─── Dataset excerpts
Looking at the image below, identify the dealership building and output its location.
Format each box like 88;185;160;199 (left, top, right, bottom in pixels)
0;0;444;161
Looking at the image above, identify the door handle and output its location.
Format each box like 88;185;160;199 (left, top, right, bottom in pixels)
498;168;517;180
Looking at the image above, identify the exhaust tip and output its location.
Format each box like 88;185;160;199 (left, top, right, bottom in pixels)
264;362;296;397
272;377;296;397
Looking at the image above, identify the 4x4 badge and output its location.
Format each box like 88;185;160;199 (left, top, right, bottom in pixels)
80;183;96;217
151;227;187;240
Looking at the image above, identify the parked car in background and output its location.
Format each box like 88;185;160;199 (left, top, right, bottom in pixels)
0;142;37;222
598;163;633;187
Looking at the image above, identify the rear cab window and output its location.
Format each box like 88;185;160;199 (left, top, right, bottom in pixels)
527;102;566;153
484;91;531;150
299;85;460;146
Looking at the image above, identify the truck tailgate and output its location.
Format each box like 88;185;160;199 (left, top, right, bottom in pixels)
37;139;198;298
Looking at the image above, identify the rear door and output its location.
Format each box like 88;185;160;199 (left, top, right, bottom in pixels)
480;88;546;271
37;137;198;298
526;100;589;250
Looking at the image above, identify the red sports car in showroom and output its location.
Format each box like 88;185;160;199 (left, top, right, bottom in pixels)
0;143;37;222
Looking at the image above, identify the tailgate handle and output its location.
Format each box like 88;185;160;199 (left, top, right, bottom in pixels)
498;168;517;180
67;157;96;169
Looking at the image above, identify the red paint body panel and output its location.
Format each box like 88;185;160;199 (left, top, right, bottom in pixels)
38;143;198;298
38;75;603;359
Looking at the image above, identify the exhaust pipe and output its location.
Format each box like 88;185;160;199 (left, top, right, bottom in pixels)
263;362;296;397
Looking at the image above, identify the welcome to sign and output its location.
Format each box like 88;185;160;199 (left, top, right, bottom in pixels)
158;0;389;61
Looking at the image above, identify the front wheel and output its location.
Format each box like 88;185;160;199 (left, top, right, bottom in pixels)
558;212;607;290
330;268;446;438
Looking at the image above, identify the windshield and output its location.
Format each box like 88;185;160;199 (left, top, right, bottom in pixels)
──────
:: Written instruction ::
Reproduce the material above, switching every "identify" to "locate" and leaving everything else unchanged.

:: Full answer ::
Looking at the image below, locate the dealership building and output its location.
Format each box like 88;185;160;199 (left, top, right, bottom in pixels)
0;0;444;161
Looking at the image above, locate the door handle and output its location.
Format each box like 88;185;160;199 (left, top, right, bottom in pixels)
498;168;517;180
Looking at the image above, locate the exhaust tip and output its location.
Format each box like 88;185;160;199 (left, top, right, bottom in pixels)
264;362;296;397
272;377;296;397
Looking at the image above, locate the 4x4 badge and output its location.
Format each box like 88;185;160;199 (left, top, right, bottom in pixels)
80;183;96;217
151;227;187;240
Looking at the image above, locate the parked car in background and output its location.
Format each box like 88;185;160;199 (left, top, right, bottom in pixels)
0;142;37;222
598;163;633;187
Looking at the image above, locate the rear cab window and output its location.
Format each box like 88;185;160;199 (left, top, right, bottom in pixels)
527;102;566;153
484;91;531;150
299;85;460;146
Looking at the image above, locate the truck tailgate and output its location.
Format each box like 88;185;160;199 (left, top, right, bottom in pixels)
37;139;198;298
Looking at the image above, locate the rear door and output its location.
Format each box like 88;185;160;199 (left, top, right, bottom in pixels)
480;88;546;271
37;137;198;298
526;100;589;250
Looking at the image above, locate the red sports car in showroom and output its location.
Format each box like 88;185;160;199 (left, top, right, bottom in pixels)
0;143;37;222
Looking at the image above, locate the tailgate handle and output its location.
Format each box like 88;185;160;199 (left, top, right, bottom in pixels)
498;168;517;180
67;157;96;169
Looking at the image above, locate the red paint body panel and output its location.
Format each box like 88;185;160;199 (left, top, right, bottom in pixels)
38;143;198;298
38;75;603;359
Looking at the image above, locate the exhaust pipe and output its location.
Format each box like 88;185;160;199 (left, top, right, bottom in pixels)
263;362;296;397
Looking at the image above, locate the welcome to sign and output its location.
Format each box like 88;185;160;199 (left, top, right, bottom in pixels)
158;0;389;61
Looking at the image above, locate the front wheel and output its location.
Format each box like 88;185;160;199 (left, top, right, bottom in pixels)
558;212;607;290
330;268;446;438
Looking at the image above, locate the windshield and output its location.
Format each box like 88;185;160;199 (left, top, right, bottom in pixels)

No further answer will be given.